» Aim of the exercise:
Without pictures, output exactly the lines running from the line containing "Please locate the woman" to the end of the listing below.

—————

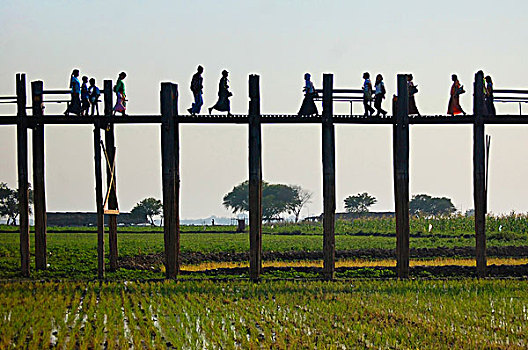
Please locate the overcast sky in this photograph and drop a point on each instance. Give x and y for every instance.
(155, 41)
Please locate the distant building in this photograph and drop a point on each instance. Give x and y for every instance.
(352, 216)
(89, 219)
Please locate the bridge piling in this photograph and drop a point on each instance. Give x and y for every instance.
(170, 164)
(401, 176)
(328, 157)
(479, 175)
(99, 200)
(112, 185)
(22, 163)
(255, 179)
(39, 192)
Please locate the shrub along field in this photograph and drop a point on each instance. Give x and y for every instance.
(282, 314)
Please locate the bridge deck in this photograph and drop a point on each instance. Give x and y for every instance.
(266, 119)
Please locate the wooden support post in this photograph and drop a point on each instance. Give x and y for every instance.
(99, 200)
(479, 176)
(39, 193)
(255, 180)
(170, 150)
(22, 160)
(329, 203)
(401, 177)
(112, 199)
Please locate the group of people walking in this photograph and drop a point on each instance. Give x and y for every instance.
(83, 96)
(222, 105)
(378, 92)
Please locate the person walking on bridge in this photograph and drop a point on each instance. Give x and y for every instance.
(308, 106)
(119, 89)
(489, 96)
(454, 101)
(223, 103)
(413, 89)
(197, 90)
(379, 95)
(75, 86)
(367, 95)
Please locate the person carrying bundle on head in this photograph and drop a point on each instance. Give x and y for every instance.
(119, 89)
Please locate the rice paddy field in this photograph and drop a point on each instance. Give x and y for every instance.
(374, 314)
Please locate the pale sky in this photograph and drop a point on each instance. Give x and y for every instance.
(155, 41)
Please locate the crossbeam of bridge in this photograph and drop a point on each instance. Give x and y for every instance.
(169, 121)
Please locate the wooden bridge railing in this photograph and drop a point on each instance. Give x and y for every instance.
(170, 120)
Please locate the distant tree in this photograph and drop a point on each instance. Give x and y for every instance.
(9, 204)
(359, 203)
(147, 209)
(425, 205)
(276, 199)
(302, 197)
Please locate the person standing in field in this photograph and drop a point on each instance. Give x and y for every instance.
(454, 101)
(367, 95)
(413, 89)
(75, 86)
(379, 95)
(94, 93)
(197, 90)
(489, 96)
(308, 106)
(119, 89)
(85, 102)
(223, 103)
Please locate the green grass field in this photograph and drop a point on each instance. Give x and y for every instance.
(360, 314)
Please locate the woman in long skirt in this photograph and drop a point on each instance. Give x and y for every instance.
(119, 89)
(454, 101)
(75, 85)
(489, 96)
(223, 104)
(308, 106)
(413, 89)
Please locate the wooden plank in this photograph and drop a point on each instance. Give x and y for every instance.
(328, 156)
(39, 192)
(22, 162)
(479, 176)
(401, 177)
(170, 178)
(112, 199)
(255, 180)
(99, 200)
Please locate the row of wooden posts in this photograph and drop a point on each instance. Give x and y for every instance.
(171, 177)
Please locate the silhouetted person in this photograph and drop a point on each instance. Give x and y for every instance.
(308, 106)
(379, 95)
(75, 86)
(94, 93)
(367, 95)
(454, 100)
(119, 89)
(413, 89)
(489, 96)
(197, 88)
(85, 101)
(223, 104)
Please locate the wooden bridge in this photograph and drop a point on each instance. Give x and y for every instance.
(169, 119)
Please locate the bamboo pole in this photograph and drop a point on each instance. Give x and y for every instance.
(328, 156)
(255, 180)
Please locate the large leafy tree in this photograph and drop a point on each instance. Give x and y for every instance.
(9, 205)
(425, 205)
(147, 209)
(359, 203)
(276, 199)
(302, 197)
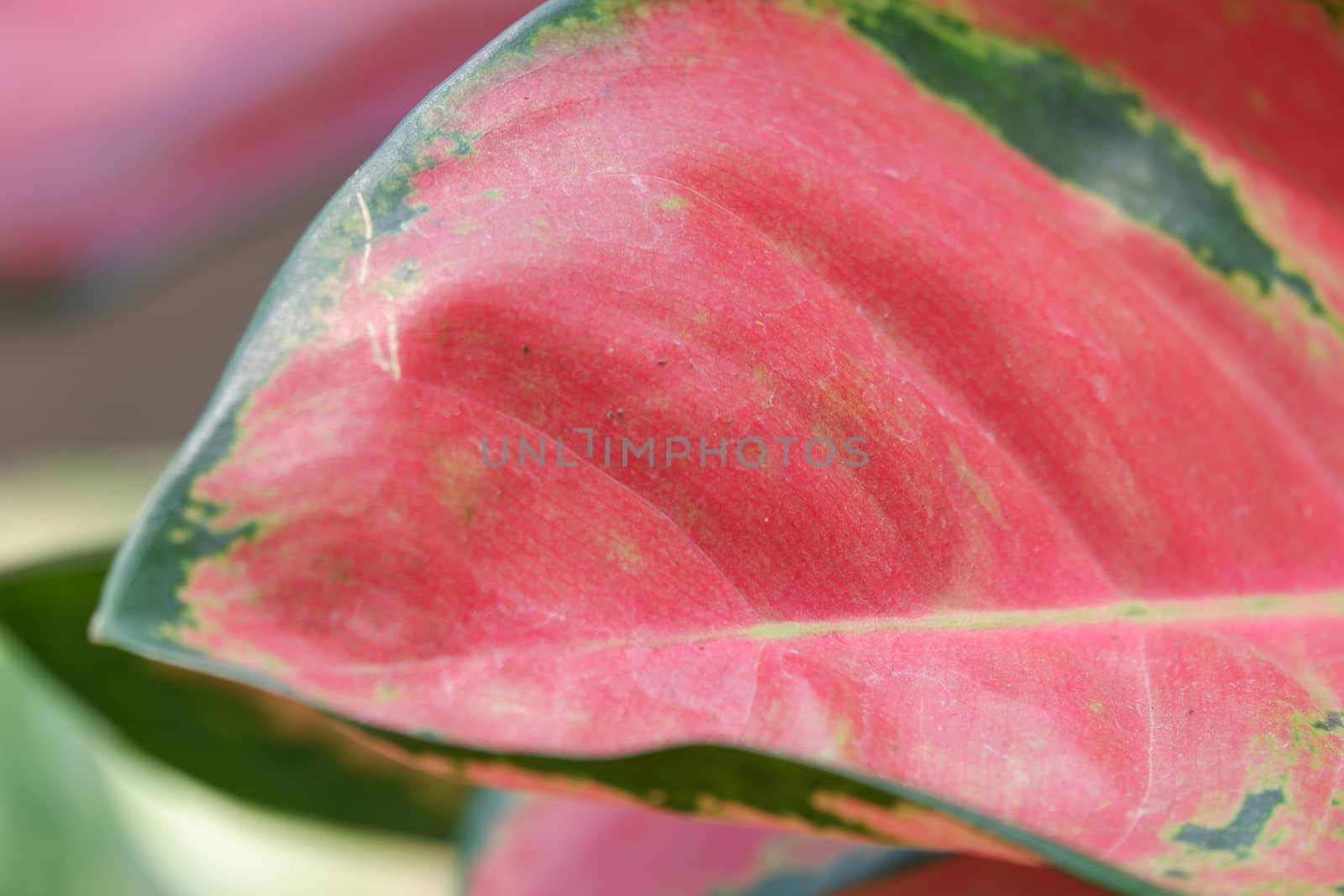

—————

» Reply:
Please locate the woman in long skirt in this photograph and drop a point on each instance. Give x and y for every instance.
(119, 89)
(454, 101)
(75, 85)
(489, 96)
(223, 104)
(308, 106)
(413, 89)
Please locate the wooden plank in this photograph and drop a point on each instance. Give x and y for every instance.
(328, 156)
(39, 192)
(22, 162)
(479, 176)
(401, 177)
(170, 178)
(112, 199)
(255, 180)
(99, 200)
Please locate the row of wooden posts in this photograph and drop a point on each instance. Give x and y for every instance.
(171, 177)
Please locate the silhouetted person in this photograph and drop a point on each instance. Give x and y for every instance.
(308, 106)
(379, 95)
(75, 86)
(94, 93)
(367, 95)
(454, 100)
(119, 89)
(413, 89)
(489, 96)
(197, 88)
(85, 101)
(223, 104)
Please locate the wooden bridge in this photograph and drop a point on each instance. Give x and y for every instance.
(169, 119)
Please locate the bamboo pole in this photograph and drop a point on each instance. Give x and y for every instance.
(328, 156)
(255, 180)
Please locate the large leafy tree in this photograph and drop a point on each instance. Give x and y for every instance.
(9, 205)
(425, 205)
(147, 209)
(359, 203)
(276, 199)
(302, 197)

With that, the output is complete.